I'm running my pgbench-over-logical-replication test in chunk of 15
minutes, wth different pgbench -c (num clients) and -s (scale) values.
With this patch (and nothing else) on top of master (8f8b9be51fd7 to be
precise):
> fix-statistics-reporting-in-logical-replication-work.patch
logical replication is still often failing (as expected, I suppose; it
seems because of "inital snapshot too large") but indeed I do not see
the 'TRAP: FailedAssertion in pgstat.c' anymore.
(If there is any other configuration of patches worth testing please let
me know)
thanks
Erik Rijkers
From: | Noah Misch <noah(at)leadboat(dot)com> |
---|---|
To: | Peter Eisentraut <peter(dot)eisentraut(at)2ndquadrant(dot)com> |
Cc: | Petr Jelinek <petr(dot)jelinek(at)2ndquadrant(dot)com>, Robert Haas <robertmhaas(at)gmail(dot)com>, Erik Rijkers <er(at)xs4all(dot)nl>, Andres Freund <andres(at)anarazel(dot)de>, Stas Kelvich <s(dot)kelvich(at)postgrespro(dot)ru>, pgsql-hackers(at)postgresql(dot)org |
Subject: | Re: Logical replication - TRAP: FailedAssertion in pgstat.c |
Date: | 2017-05-05 07:11:42 |
Message-ID: | 20170505071142.GC843225@rfd.leadboat.com |
Views: | Raw Message | Whole Thread | Download mbox | Resend email |
Lists: | pgsql-hackers |
On Wed, May 03, 2017 at 01:23:19PM +0200, Erik Rijkers wrote:
> On 2017-05-03 08:17, Petr Jelinek wrote:
> >On 02/05/17 20:43, Robert Haas wrote:
> >>On Thu, Apr 20, 2017 at 2:58 PM, Peter Eisentraut
>
> >>>code path that calls CommitTransactionCommand() should have one, no?
> >>
> >>Is there anything left to be committed here?
> >>
> >
> >Afaics the fix was not committed. Peter wanted more comprehensive fix
> >which didn't happen. I think something like attached should do the job.

□ □ □ □ □ □ □

(GIVEN PROBLEM): Can you condense the paragraph of the source text above that begins "I'm running my pgbench-over-logical-replication test" into a short bulleted list that keeps its main facts?

(EXCERPTED RECORDS):

□ □ □ □ □ □ □

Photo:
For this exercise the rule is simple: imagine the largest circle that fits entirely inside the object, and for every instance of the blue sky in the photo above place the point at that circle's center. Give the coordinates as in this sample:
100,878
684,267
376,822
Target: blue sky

□ □ □ □ □ □ □

(THE ANSWER):
- The pgbench-over-logical-replication test runs in 15-minute chunks, with different pgbench -c (number of clients) and -s (scale) values.
- The setup is only the patch fix-statistics-reporting-in-logical-replication-work.patch, applied on top of master (8f8b9be51fd7).
- Logical replication still often fails, which seems to be expected and appears to be caused by the initial snapshot being too large.
- The 'TRAP: FailedAssertion in pgstat.c' no longer appears.